-------- DATA LISTING

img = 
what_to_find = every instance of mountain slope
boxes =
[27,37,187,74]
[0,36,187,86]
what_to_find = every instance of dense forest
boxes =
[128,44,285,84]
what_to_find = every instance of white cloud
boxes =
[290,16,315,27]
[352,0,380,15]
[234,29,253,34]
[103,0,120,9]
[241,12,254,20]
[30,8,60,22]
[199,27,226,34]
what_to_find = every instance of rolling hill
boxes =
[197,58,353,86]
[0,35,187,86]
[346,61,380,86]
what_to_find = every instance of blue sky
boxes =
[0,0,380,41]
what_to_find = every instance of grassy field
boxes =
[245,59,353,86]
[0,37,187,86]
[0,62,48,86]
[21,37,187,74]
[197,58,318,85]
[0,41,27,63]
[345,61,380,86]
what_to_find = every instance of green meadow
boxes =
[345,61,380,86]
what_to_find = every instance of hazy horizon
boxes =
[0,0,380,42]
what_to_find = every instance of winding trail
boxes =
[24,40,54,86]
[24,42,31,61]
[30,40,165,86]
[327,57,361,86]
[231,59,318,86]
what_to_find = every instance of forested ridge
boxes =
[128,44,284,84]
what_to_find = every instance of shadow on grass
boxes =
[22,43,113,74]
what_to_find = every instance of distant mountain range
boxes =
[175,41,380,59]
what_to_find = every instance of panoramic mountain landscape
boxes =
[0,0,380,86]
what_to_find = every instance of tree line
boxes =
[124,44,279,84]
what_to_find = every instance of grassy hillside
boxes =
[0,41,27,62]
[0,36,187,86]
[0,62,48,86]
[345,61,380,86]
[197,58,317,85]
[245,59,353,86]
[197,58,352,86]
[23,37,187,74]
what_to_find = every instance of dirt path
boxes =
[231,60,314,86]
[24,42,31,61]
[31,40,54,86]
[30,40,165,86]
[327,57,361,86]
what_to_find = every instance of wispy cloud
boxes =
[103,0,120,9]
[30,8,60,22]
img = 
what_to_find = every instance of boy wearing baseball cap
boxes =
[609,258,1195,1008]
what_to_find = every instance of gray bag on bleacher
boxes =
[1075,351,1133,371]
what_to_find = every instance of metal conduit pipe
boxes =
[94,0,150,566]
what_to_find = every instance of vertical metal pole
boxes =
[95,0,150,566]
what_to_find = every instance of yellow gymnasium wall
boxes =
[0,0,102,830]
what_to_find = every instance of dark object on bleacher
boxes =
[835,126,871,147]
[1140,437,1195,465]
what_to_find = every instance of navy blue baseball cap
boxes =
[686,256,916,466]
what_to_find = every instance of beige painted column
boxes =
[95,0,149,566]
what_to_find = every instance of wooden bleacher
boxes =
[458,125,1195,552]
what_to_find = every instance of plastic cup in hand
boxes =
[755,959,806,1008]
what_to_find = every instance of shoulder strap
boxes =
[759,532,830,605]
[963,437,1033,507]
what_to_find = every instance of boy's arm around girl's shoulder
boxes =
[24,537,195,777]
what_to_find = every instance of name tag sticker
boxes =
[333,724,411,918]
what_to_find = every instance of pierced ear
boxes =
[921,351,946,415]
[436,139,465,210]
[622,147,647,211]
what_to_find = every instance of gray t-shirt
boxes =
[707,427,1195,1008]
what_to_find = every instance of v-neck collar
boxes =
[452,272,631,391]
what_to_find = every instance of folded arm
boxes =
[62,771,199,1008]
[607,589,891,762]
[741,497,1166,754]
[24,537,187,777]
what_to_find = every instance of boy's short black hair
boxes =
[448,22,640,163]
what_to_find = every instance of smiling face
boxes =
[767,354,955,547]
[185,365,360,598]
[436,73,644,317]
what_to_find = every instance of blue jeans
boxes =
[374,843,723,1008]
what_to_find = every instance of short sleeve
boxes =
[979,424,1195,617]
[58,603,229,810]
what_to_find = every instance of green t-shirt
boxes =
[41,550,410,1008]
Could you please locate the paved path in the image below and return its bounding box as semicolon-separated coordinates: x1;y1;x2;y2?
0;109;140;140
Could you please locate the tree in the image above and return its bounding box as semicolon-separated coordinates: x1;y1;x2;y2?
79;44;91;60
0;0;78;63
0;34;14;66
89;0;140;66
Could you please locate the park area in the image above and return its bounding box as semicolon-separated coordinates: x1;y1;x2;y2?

----------------

> THE TASK: Rewrite every one of the rows above with "dirt path" changed to "gravel path" wherever it occurs. Leave everything else as it is.

> SOLUTION FOR THIS PROBLEM:
img = 
what_to_find = every instance of mountain slope
boxes =
[27,37,187,74]
[0,36,187,86]
what_to_find = every instance of dense forest
boxes =
[128,44,285,84]
what_to_find = every instance of white cloud
boxes =
[290,16,315,27]
[352,0,380,15]
[234,29,253,34]
[103,0,120,9]
[241,12,254,20]
[30,8,60,22]
[199,27,226,34]
what_to_find = every instance of rolling hill
boxes =
[197,58,353,86]
[0,35,187,86]
[346,61,380,86]
what_to_find = every instance of blue sky
boxes =
[0,0,380,41]
what_to_find = every instance of grassy field
boxes =
[245,59,353,86]
[0,37,187,86]
[0,62,48,86]
[21,37,187,74]
[197,58,318,85]
[0,41,27,63]
[345,61,380,86]
what_to_find = every instance of green meadow
boxes =
[345,61,380,86]
what_to_find = every instance of hazy horizon
boxes =
[0,0,380,42]
what_to_find = every instance of winding trail
boxes =
[24,40,54,86]
[24,42,31,61]
[30,40,165,86]
[327,57,361,86]
[231,59,318,86]
what_to_find = every instance of forested ridge
boxes =
[128,44,284,84]
what_to_find = every instance of shadow on grass
boxes =
[22,43,113,74]
what_to_find = every instance of distant mountain range
boxes =
[175,41,380,59]
what_to_find = every instance of panoramic mountain landscape
boxes =
[0,0,380,86]
what_to_find = every instance of tree line
boxes =
[124,44,279,84]
what_to_find = every instance of grassy hillside
boxes =
[0,41,27,62]
[0,36,187,86]
[0,62,48,86]
[345,61,380,86]
[197,58,317,85]
[245,59,353,86]
[197,58,352,86]
[23,37,187,74]
what_to_find = every instance of gravel path
boxes =
[231,60,314,86]
[24,42,31,61]
[31,40,54,86]
[30,40,165,86]
[327,57,361,86]
what_to_find = every instance of wispy cloud
boxes =
[103,0,120,9]
[30,8,60,22]
img = 
what_to_find = every instance of boy wearing baseball cap
boxes =
[609,258,1195,1008]
what_to_find = every instance of gray bag on bleacher
boxes =
[1075,351,1133,371]
what_to_find = every instance of metal conduit pipe
boxes =
[94,0,150,566]
what_to_find = every instance of vertical metal pole
boxes =
[95,0,150,566]
what_to_find = every instance of yellow gymnasium wall
boxes =
[0,0,102,830]
what_to_find = every instance of dark object on bleacher
boxes =
[835,126,871,147]
[1140,437,1195,465]
what_to_find = every instance of navy blue baseball cap
boxes =
[686,256,916,466]
what_to_find = every instance of beige painted column
boxes =
[95,0,149,566]
what_to_find = every instance of wooden bleacher
boxes =
[458,125,1195,552]
what_to_find = every instance of plastic cup in hand
boxes =
[755,959,806,1008]
what_to_find = every instance of shoulder strap
boxes =
[759,532,830,605]
[963,437,1033,507]
what_to_find = every instance of boy's arm around girl's shoulder
boxes =
[24,537,195,777]
what_to_find = every instance of name tag sticker
boxes =
[333,724,411,918]
what_to_find = every instance of pierced ear
boxes =
[921,351,946,415]
[436,139,465,210]
[622,147,647,211]
what_to_find = every instance of gray t-shirt
boxes =
[707,427,1195,1008]
what_to_find = every instance of v-neck collar
boxes =
[452,272,631,391]
what_to_find = every instance of folded arm
boxes =
[62,771,199,1008]
[607,589,891,762]
[741,497,1166,754]
[24,537,187,777]
what_to_find = every instance of boy's short black hair
boxes =
[448,22,640,163]
what_to_find = every instance of smiling face
boxes =
[767,354,955,547]
[185,365,360,598]
[436,73,644,317]
what_to_find = every instance of blue jeans
boxes =
[374,843,723,1008]
what_to_find = every instance of short sleeve
boxes =
[979,424,1195,617]
[58,603,229,810]
what_to_find = every instance of green t-shirt
boxes =
[41,550,410,1008]
Could you please locate the paved path in the image below and return its bounding box as semicolon-separated coordinates: x1;y1;x2;y2?
0;109;140;140
Could you please locate the tree in the image above and return its bounding box as semicolon-separated coordinates: x1;y1;x2;y2?
79;44;91;60
0;0;78;63
0;34;14;66
89;0;140;66
Could you please locate the park area in the image above and return its bounding box as semicolon-separated coordinates: x1;y1;x2;y2?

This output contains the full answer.